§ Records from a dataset
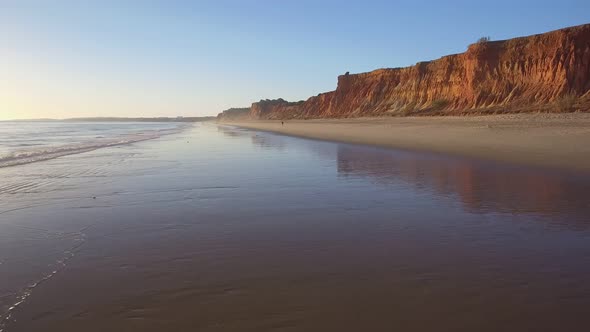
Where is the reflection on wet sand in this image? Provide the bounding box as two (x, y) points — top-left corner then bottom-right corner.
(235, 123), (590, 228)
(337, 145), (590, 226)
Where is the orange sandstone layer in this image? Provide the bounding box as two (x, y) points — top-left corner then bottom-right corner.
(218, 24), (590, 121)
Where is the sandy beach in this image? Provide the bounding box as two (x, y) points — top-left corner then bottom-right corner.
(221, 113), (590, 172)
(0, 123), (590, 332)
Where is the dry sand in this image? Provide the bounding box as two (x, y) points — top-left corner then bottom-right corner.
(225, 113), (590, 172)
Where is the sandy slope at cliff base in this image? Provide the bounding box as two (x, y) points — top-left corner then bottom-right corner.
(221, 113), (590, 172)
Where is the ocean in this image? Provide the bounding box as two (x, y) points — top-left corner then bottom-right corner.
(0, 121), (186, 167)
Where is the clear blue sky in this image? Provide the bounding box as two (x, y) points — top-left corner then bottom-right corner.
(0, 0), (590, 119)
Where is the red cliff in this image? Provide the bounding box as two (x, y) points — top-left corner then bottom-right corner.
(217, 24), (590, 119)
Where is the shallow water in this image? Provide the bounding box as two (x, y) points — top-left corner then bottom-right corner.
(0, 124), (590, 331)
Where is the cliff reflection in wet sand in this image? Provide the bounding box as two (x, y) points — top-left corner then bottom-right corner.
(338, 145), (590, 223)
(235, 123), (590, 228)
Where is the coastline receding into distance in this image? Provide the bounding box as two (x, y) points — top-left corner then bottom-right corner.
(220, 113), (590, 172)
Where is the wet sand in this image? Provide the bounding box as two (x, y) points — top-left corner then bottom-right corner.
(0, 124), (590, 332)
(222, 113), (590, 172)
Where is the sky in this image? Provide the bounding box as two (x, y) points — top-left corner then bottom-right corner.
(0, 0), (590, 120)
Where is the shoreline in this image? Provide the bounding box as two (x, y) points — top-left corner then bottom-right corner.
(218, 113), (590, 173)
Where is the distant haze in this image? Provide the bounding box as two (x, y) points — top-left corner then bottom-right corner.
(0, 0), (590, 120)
--
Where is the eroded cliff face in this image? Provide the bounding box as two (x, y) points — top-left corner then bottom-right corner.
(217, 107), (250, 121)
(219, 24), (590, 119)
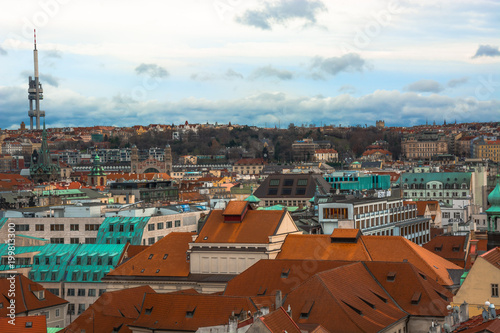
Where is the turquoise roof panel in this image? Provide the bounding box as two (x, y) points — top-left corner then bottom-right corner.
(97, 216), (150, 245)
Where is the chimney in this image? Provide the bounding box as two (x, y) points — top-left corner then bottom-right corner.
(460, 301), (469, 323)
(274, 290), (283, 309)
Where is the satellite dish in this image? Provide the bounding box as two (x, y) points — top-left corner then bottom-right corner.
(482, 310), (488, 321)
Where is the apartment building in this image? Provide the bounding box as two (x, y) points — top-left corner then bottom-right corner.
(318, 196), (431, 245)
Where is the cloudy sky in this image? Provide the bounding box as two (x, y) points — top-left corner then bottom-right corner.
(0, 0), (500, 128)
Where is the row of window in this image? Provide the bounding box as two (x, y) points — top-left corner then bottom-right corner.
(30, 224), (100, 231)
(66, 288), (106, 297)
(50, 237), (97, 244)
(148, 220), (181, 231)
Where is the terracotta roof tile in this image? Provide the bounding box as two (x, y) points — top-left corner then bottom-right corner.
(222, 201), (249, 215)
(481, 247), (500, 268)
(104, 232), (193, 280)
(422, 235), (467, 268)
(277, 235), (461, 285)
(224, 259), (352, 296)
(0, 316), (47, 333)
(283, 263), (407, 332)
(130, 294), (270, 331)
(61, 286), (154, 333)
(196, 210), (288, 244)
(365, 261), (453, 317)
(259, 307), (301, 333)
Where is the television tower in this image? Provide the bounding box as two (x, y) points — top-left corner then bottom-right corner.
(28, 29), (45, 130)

§ WHAT IS EXPECTED
Write out the items again, from the line that contains "Where is the reflection" through the line that contains "(217, 24), (590, 119)", and increase every coordinate in the answers by 115.

§ SOLUTION TO THE EXERCISE
Where is the reflection on wet sand in this image? Provide the bounding box as two (x, y) points — top-left corner then bottom-right corner.
(350, 238), (705, 343)
(452, 260), (705, 341)
Where is the orange sandstone layer in this image? Provide the bounding box as two (x, y) points — top-left corner then bottom-right corner.
(333, 139), (705, 236)
Where is the sandy beach in this image? Provide the bounding box as two (x, y) points — top-left corner then bottom-right corner.
(336, 228), (705, 287)
(115, 238), (705, 447)
Where is the dry sand in this image? Provide the bounding box as two (x, y) points — top-left corner then bottom-right corner.
(340, 228), (705, 287)
Where is the sandy slope at cliff base in this image? Provide the bounding box as two (x, y) points — top-left corner then bottom-right corner.
(336, 228), (705, 287)
Where is the ocean in this image? Provide the bounding box as two (x, y) points — top-left corner then bottom-right corner.
(115, 236), (301, 282)
Where is the clear blue sky in this image? Provide the bounding box as two (x, y) points — top-left corner then bottom-right corner.
(115, 115), (705, 234)
Where is the red cliff in this image? Provide the bounding box as two (x, y) points — top-left corner then bottom-right corner.
(332, 139), (705, 234)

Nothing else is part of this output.